§ THE PROBLEM: In the 2020 Australian Fitness Awards passage below, reproduce word for word the section that begins with the words containing "Community Awards include" and ends with "the Chairperson’s Award.".

§ SELECTED PASSAGE:

The 2020 Australian Fitness Awards powered by Fitness Australia are now open for nominations.

The awards recognise the contribution of those who facilitate better health and wellbeing across Australian communities.

CEO of industry registration body Fitness Australia, Barrie Elvish said ‘We know it can take blood, sweat and tears to make positive changes to people’s lives, so I’d encourage these inspirational stories to be shared through the 2020 Australian Fitness Awards program – have your clients share their fitness story and nominate you, your business or your program, for the opportunity to gain national recognition.’

New Awards in the 2020 program will recognise club managers, fitness educators, community activation initiatives, and community volunteers.

‘With our focus on community engagement, we look forward to receiving nominations that demonstrate the innovative ways that providers are engaging with their communities to get them moving – it could be charity event collaborations, local fun runs or offering services to specific community groups to make fitness more accessible and inclusive’ explained Elvish.

Individual Awards include Group Exercise Instructor of the Year; Personal Trainer of the Year; Fitness Student of the Year; and Fitness Educator of the Year.

Business Awards include Boutique Fitness Business of the Year; Not-for-Profit Fitness Business of the Year; Fitness Business of the Year; Quality Accredited Fitness Business of the Year; and Club Manager of the Year.

Community Awards include Community Exercise Program or Event Award; Community Activation Award; and Community Volunteer Award.

The Awards of Honour are the Fitness Industry Roll of Honour and the Chairperson’s Award.

By nominating a fitness provider, educator, program, event or volunteer at awards.fitness.org.au you could be in with the chance to win 1 of 5 Fitbits. National winners will be announced at the 2020 Australian Fitness Awards Gala Dinner in Sydney on Friday 1 May 2020.

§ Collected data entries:
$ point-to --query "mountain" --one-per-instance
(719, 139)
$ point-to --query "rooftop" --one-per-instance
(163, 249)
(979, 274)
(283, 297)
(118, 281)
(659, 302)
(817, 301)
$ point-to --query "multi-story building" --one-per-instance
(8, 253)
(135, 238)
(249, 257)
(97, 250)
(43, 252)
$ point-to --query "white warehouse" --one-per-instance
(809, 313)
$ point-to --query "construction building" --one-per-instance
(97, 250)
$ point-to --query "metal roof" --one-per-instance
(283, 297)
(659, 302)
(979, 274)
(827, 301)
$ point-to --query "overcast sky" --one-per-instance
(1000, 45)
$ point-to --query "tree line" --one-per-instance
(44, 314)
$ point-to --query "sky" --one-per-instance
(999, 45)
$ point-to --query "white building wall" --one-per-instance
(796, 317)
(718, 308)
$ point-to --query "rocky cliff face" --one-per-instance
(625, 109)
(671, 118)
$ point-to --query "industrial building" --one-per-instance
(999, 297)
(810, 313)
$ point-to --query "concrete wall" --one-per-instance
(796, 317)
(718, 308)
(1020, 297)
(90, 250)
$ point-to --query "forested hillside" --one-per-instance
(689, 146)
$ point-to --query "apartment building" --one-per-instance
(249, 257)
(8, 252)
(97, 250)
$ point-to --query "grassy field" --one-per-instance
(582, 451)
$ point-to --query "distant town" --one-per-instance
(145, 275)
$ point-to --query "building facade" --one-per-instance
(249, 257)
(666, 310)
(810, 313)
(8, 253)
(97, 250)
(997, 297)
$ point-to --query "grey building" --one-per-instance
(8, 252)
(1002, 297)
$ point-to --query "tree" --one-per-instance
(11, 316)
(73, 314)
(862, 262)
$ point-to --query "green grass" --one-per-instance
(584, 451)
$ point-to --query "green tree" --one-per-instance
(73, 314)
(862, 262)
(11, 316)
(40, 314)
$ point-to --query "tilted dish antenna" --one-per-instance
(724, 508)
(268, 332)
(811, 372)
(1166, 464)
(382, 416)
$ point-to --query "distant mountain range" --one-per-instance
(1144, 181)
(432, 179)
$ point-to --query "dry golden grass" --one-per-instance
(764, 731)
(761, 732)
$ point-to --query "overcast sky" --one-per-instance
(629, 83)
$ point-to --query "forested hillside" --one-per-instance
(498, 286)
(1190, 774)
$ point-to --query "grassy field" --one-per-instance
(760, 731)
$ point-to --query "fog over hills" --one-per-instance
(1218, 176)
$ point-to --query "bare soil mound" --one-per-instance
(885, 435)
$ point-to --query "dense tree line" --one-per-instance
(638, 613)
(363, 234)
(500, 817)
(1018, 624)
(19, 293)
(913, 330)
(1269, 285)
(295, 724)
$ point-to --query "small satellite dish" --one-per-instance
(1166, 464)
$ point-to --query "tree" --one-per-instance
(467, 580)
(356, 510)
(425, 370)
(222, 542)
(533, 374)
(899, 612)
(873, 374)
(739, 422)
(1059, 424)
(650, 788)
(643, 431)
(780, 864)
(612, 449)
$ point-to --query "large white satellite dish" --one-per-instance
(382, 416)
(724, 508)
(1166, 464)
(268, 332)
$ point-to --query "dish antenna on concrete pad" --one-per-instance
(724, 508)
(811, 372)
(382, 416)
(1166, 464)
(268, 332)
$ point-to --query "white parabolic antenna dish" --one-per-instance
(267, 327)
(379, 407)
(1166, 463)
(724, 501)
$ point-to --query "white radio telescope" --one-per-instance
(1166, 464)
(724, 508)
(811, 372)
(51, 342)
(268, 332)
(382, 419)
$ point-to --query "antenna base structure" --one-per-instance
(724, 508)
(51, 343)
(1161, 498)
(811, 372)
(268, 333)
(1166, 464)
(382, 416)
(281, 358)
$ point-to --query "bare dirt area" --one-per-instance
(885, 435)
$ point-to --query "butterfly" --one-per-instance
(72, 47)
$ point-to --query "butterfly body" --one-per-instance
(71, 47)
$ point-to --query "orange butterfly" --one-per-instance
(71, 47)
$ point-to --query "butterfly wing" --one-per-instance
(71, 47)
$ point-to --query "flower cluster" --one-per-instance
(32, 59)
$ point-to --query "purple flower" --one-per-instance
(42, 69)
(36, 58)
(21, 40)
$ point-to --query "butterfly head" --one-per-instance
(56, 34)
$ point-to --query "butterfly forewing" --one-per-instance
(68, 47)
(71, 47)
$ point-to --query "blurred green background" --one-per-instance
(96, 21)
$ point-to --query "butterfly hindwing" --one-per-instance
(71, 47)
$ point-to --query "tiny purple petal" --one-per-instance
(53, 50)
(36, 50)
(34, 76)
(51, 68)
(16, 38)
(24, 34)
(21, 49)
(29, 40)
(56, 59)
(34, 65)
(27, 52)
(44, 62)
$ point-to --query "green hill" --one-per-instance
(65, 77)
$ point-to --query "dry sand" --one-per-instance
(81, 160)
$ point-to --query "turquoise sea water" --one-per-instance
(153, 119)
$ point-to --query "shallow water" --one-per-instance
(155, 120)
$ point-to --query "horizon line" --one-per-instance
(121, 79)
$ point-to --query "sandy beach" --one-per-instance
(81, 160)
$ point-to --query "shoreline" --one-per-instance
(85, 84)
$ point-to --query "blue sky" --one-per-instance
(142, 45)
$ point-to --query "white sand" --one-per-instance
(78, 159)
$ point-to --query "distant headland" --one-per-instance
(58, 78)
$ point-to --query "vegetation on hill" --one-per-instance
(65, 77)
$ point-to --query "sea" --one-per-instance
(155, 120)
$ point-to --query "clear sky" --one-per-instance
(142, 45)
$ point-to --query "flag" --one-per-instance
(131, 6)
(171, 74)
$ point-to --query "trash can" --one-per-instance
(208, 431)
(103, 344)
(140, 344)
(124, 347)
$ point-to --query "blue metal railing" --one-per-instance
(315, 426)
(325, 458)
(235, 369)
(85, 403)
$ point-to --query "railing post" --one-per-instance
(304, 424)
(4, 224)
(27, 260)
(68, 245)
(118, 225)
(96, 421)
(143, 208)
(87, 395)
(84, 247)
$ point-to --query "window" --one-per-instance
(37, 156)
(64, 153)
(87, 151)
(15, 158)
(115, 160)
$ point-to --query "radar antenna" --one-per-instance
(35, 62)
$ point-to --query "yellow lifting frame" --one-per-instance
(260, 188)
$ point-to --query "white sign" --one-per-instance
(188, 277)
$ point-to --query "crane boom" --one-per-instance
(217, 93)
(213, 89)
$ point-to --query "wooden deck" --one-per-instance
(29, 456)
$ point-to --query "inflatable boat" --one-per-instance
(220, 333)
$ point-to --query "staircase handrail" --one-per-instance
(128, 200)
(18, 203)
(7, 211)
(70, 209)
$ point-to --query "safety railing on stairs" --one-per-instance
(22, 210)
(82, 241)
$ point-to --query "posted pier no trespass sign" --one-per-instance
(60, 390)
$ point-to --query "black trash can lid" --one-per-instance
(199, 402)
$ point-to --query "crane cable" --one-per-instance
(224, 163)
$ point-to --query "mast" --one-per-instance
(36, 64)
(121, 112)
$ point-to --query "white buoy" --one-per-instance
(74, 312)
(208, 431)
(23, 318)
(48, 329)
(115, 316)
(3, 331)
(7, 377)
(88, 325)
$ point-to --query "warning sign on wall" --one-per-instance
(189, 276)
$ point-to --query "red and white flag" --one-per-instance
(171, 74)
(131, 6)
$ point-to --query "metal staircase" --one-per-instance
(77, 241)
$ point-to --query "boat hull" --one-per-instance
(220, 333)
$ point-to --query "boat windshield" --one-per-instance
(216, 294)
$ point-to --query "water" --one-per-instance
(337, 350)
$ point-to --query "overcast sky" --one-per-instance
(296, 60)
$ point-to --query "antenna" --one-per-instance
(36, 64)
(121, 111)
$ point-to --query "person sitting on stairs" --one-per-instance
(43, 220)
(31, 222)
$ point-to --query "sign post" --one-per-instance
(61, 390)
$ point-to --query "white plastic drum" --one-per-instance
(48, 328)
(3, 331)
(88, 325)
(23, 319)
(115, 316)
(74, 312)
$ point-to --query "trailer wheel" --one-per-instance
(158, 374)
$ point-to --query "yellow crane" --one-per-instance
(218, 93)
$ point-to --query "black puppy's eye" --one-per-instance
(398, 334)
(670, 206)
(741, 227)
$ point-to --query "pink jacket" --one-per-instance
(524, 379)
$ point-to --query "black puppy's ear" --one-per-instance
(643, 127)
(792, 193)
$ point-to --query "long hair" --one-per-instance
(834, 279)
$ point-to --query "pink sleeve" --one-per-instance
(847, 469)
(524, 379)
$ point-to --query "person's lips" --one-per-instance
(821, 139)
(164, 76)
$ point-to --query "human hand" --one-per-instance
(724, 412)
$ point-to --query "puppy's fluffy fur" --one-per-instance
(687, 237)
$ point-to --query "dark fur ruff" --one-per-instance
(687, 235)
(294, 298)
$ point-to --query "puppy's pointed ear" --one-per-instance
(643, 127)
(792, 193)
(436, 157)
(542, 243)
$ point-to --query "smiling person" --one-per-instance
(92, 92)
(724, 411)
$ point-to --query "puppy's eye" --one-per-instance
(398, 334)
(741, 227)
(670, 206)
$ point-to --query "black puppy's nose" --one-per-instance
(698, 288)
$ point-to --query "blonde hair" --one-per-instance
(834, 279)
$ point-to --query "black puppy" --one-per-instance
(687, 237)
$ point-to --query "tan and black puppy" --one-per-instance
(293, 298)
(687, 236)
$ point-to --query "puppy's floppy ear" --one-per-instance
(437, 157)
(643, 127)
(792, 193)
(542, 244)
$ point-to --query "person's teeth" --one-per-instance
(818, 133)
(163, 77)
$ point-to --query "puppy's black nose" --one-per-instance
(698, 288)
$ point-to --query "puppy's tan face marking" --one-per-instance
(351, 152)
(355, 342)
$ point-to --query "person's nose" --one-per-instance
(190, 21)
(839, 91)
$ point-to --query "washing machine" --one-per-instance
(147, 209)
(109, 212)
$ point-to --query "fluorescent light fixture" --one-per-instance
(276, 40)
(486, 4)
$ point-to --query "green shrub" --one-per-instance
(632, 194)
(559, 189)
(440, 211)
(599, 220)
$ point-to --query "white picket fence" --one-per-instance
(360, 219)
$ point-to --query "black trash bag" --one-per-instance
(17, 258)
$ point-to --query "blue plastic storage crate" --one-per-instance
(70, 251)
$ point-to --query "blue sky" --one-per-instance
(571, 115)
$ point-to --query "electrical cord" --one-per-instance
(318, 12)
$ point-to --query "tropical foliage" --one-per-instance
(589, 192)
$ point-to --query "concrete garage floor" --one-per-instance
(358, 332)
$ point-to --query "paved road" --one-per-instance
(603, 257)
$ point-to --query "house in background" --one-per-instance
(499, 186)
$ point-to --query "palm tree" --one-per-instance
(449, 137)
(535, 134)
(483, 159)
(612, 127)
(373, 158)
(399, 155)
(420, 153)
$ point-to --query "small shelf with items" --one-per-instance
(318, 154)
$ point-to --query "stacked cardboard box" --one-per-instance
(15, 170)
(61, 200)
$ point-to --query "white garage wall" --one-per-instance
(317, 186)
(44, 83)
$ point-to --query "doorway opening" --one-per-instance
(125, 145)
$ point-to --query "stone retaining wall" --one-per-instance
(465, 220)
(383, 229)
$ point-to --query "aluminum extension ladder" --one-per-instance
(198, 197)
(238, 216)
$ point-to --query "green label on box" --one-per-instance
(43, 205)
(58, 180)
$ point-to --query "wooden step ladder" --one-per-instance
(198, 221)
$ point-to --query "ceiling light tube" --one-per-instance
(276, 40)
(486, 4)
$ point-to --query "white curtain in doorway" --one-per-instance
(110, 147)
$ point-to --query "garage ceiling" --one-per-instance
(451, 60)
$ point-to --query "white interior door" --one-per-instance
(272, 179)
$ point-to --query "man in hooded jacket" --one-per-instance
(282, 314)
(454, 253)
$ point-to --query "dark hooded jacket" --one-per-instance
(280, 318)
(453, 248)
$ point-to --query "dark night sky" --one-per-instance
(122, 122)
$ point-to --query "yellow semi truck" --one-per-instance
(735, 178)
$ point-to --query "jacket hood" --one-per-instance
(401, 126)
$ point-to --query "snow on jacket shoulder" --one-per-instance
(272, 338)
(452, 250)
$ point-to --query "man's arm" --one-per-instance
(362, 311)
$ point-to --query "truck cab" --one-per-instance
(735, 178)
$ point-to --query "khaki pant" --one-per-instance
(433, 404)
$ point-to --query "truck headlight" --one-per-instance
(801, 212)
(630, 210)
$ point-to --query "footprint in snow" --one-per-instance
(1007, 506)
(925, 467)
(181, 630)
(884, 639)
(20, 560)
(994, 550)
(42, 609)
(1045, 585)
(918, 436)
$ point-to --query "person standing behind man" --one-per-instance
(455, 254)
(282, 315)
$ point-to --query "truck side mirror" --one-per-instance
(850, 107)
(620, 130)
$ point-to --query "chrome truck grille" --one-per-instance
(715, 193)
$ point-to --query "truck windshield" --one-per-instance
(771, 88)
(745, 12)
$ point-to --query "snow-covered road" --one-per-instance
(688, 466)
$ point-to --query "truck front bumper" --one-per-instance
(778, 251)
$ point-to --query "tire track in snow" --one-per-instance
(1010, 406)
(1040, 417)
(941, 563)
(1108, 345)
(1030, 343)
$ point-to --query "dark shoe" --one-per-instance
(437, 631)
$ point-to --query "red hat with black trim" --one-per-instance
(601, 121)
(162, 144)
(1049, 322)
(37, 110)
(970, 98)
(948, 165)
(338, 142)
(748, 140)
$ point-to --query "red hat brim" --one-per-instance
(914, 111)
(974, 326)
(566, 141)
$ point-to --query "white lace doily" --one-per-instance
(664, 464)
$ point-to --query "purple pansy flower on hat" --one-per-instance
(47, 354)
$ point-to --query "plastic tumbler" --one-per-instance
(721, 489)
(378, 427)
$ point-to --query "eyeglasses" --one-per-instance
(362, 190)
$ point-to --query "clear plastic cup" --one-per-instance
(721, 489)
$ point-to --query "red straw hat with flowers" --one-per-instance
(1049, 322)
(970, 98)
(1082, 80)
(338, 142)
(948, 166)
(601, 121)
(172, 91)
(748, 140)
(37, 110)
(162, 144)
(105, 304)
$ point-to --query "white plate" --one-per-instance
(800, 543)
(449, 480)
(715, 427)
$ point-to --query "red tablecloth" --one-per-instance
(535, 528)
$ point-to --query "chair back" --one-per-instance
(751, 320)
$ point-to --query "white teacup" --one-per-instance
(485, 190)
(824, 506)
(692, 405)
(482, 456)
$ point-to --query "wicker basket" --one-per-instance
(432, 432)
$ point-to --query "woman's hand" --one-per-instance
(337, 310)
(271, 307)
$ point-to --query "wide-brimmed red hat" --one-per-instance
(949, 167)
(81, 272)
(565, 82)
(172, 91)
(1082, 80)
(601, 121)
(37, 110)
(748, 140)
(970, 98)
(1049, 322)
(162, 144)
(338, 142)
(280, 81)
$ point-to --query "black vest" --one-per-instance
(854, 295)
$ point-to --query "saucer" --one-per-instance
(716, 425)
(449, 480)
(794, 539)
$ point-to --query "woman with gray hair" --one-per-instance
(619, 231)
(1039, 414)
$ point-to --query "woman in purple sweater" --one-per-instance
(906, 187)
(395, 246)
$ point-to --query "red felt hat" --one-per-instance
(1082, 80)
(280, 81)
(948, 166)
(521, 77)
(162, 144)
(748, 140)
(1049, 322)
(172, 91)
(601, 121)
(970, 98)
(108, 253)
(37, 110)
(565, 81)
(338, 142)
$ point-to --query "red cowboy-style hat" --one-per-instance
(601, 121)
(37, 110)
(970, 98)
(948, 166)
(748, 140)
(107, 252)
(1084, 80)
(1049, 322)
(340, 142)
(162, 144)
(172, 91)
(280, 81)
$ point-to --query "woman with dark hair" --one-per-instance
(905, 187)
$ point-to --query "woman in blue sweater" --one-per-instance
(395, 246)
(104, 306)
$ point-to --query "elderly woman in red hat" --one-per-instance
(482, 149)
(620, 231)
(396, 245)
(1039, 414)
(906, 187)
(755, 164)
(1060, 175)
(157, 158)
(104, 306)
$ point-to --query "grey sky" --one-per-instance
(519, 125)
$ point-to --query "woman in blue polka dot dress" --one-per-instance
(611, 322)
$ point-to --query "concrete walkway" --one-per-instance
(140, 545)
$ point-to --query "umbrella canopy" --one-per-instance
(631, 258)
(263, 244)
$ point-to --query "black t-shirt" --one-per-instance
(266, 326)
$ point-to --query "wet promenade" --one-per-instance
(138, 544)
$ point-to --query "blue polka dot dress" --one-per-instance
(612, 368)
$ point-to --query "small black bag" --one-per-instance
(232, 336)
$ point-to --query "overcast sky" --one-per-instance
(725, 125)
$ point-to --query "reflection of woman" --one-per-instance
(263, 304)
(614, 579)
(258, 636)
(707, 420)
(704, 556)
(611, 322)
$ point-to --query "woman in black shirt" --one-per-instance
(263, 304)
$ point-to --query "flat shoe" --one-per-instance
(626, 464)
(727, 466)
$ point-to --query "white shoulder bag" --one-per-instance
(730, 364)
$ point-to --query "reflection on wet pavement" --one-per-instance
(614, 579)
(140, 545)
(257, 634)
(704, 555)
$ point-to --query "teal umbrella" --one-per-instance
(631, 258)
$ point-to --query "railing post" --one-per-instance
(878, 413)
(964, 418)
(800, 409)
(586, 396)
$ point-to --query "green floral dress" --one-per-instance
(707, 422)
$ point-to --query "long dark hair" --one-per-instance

§ TASK OUTPUT:
Community Awards include Community Exercise Program or Event Award; Community Activation Award; and Community Volunteer Award.

The Awards of Honour are the Fitness Industry Roll of Honour and the Chairperson’s Award.